_TEXT FOR ANALYSIS_

+===+

Folliard said that come Aug. 22, the homeowner’s deadline, he plans to issue a citation for unsafe conditions, and begin the process for hiring a cleanup company and putting a lien against the woman’s home to pay for it. Folliard said he understands the range of emotions that hoarders must deal with, but he has an obligation to help her and protect her neighbors.
“The last thing I want to do is toss an elderly woman out of her home,” he said. “I could have been issuing tickets every day. But that’s not the solution. I want to help her.”
Unfortunately, these days, compassion can be expensive. So far, the village has been picking up the tab for inspection and court costs.
In the course of reporting this story, I have made many calls to local government agencies to find out what resources, if any, are available to hoarders and their families. The short answer: not many.
Representatives of both the Bremen and Rich township offices said that while their agencies can help seniors with light housekeeping duty, they do not have the resources to intervene in a hoarder case.
Commodore Edmond, a caseworker in Rich Township, said there are very few services these days for seniors and people with mental illness because of funding cuts.
“People don’t want to pay for public sector programs,” he said.
Becky Lerfelt, assistant director of PLOWS Council on Aging in Palos Heights, said hoarder cases are among the most difficult to resolve, because the hoarder is often resistant to change and because it can be expensive to fix the problem. Her staff is seeing so many hoarding cases that she is inclined to call it an epidemic.
She’s seen all degrees of hoarding, as well, from the person who is overwhelmed to the individual who is living without utilities or access to the stairs.
“We had a case in Oak Lawn in which the home had to be leveled, things had gotten so bad,” she said.
Oddly enough, she said, many seniors have the financial means to pay for a cleanup and, if they have Medicare, they have access to counseling.

+===+

(Source data)
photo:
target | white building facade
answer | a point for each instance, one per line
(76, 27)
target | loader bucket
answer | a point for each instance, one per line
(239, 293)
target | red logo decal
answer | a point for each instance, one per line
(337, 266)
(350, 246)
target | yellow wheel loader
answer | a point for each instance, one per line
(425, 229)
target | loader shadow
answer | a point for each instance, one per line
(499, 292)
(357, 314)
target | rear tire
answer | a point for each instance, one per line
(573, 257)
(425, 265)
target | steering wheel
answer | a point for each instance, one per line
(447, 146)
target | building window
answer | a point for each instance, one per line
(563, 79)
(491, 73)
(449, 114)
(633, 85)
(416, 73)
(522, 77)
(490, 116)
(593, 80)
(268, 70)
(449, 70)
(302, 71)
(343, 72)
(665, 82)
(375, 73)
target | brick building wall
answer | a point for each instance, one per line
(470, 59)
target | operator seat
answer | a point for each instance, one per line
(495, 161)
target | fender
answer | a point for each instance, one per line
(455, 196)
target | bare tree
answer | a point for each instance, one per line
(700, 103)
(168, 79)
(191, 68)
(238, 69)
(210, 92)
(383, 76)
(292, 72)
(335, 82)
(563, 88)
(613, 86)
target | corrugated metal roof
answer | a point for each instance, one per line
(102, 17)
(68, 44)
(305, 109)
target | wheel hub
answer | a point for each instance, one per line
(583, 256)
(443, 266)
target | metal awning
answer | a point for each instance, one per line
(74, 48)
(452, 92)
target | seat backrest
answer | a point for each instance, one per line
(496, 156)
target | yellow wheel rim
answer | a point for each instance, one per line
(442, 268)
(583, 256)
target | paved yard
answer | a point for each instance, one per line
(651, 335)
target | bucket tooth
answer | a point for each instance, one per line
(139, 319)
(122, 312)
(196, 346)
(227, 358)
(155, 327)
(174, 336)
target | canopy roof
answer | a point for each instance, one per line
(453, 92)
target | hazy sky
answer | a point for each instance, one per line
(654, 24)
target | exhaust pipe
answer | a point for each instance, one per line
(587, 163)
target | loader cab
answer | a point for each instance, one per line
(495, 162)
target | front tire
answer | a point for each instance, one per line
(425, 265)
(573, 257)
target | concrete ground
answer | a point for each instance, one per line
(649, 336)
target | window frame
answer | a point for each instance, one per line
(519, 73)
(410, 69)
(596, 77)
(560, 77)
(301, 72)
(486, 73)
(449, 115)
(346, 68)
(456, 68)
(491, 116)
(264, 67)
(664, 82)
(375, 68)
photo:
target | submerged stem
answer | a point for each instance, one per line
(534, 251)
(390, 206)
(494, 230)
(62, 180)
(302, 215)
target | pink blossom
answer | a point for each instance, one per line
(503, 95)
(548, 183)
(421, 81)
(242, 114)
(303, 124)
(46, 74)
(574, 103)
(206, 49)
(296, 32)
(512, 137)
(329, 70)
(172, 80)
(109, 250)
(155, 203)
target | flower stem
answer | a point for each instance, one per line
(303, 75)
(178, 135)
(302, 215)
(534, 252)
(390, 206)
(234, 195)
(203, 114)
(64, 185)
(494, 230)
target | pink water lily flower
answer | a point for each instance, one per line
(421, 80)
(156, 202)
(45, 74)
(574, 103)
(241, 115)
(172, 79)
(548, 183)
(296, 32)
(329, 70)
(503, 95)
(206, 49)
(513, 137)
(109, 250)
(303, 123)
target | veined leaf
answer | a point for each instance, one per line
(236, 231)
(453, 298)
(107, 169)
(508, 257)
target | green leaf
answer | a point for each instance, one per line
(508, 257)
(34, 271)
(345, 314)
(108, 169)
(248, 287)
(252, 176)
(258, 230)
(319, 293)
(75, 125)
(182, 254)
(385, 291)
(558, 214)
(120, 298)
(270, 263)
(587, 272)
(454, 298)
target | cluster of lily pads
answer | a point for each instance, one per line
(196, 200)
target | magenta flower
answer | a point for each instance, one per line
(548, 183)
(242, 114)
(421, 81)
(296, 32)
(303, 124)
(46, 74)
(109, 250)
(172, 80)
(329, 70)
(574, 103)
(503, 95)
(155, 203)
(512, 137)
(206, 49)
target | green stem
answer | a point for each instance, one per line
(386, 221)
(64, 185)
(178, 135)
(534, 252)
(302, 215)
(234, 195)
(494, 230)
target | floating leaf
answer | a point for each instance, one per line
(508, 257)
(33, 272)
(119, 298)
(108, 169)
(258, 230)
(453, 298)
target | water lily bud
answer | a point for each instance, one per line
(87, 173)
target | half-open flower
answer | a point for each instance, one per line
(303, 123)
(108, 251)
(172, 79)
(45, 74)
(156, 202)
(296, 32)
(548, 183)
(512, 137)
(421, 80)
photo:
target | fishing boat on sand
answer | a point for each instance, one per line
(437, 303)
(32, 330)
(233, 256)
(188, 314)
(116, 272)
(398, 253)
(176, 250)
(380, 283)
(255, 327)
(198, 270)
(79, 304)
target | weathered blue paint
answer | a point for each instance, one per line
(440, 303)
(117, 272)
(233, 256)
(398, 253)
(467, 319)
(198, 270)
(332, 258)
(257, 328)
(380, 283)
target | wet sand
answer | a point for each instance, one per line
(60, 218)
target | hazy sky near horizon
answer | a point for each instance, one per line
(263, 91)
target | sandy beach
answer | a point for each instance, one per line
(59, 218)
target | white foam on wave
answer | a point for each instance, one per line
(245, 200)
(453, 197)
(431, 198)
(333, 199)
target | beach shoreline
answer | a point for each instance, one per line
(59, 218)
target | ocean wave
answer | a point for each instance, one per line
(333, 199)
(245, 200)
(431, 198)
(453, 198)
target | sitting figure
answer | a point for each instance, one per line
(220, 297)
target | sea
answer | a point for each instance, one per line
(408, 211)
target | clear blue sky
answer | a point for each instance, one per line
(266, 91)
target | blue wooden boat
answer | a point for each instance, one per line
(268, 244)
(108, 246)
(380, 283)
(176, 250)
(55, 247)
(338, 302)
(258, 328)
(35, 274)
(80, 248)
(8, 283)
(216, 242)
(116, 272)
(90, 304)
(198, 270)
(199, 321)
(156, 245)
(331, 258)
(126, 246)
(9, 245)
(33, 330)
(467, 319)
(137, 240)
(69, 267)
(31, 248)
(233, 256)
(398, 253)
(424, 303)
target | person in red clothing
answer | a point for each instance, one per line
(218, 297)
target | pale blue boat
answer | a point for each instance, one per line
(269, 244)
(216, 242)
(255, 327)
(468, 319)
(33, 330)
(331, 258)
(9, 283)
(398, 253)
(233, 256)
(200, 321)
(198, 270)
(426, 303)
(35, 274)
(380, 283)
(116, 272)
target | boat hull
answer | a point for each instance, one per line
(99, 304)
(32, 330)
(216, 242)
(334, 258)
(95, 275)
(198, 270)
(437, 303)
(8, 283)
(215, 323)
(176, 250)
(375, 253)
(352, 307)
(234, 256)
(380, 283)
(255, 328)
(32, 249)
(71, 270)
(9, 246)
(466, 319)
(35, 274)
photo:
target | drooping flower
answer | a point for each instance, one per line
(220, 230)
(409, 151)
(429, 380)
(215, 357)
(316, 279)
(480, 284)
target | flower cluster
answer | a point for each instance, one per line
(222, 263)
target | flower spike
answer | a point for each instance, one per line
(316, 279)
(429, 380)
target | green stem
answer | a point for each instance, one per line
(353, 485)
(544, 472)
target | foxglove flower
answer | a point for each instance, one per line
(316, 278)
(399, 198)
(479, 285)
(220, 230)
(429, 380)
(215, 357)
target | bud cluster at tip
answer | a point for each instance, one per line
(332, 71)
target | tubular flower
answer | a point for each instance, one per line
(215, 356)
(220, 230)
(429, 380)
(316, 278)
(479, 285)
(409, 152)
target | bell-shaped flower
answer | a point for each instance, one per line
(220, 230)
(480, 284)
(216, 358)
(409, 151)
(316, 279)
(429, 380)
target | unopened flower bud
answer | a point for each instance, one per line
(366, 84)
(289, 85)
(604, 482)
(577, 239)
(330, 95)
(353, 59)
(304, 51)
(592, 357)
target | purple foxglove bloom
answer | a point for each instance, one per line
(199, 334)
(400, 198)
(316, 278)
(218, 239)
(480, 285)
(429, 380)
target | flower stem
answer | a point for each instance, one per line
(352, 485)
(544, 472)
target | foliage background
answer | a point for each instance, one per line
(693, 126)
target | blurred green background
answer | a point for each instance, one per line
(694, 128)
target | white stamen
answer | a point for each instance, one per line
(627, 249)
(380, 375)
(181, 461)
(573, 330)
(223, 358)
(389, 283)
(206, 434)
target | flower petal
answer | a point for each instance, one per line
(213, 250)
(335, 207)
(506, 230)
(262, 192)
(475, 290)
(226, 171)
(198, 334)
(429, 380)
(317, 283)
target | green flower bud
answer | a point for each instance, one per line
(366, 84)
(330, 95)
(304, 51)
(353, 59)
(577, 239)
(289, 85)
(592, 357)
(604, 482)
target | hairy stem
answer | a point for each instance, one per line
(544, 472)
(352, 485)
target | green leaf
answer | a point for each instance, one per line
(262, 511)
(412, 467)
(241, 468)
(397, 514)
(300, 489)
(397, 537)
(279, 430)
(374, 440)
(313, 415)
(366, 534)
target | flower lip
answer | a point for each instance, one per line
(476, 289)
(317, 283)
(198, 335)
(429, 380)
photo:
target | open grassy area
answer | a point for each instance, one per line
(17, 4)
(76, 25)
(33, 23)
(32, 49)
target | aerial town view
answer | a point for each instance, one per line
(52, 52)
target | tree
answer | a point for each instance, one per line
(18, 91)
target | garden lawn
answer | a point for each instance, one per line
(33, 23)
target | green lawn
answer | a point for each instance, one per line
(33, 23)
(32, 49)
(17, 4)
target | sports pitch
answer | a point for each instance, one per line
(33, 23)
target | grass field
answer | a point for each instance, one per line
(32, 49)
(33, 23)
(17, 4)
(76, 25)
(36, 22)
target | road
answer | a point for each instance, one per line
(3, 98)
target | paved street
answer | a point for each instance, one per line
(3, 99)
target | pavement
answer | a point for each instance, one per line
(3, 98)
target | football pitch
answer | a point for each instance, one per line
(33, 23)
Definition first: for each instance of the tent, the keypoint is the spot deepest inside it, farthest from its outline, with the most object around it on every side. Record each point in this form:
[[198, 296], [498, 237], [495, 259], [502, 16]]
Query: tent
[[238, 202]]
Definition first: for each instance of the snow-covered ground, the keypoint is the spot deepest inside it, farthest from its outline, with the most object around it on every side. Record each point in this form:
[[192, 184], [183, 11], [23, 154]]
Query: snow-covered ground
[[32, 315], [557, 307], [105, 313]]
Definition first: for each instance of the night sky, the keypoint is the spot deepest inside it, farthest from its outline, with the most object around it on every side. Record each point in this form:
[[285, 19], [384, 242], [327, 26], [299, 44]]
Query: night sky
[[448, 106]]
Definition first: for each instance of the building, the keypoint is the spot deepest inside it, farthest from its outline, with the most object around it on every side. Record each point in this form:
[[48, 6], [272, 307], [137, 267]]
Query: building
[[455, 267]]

+===+

_WHAT TO DO_
Write out everything in the hoarding article above from "Folliard said that" down to "and court costs.", word for word.

_EXERCISE ANSWER_
Folliard said that come Aug. 22, the homeowner’s deadline, he plans to issue a citation for unsafe conditions, and begin the process for hiring a cleanup company and putting a lien against the woman’s home to pay for it. Folliard said he understands the range of emotions that hoarders must deal with, but he has an obligation to help her and protect her neighbors.
“The last thing I want to do is toss an elderly woman out of her home,” he said. “I could have been issuing tickets every day. But that’s not the solution. I want to help her.”
Unfortunately, these days, compassion can be expensive. So far, the village has been picking up the tab for inspection and court costs.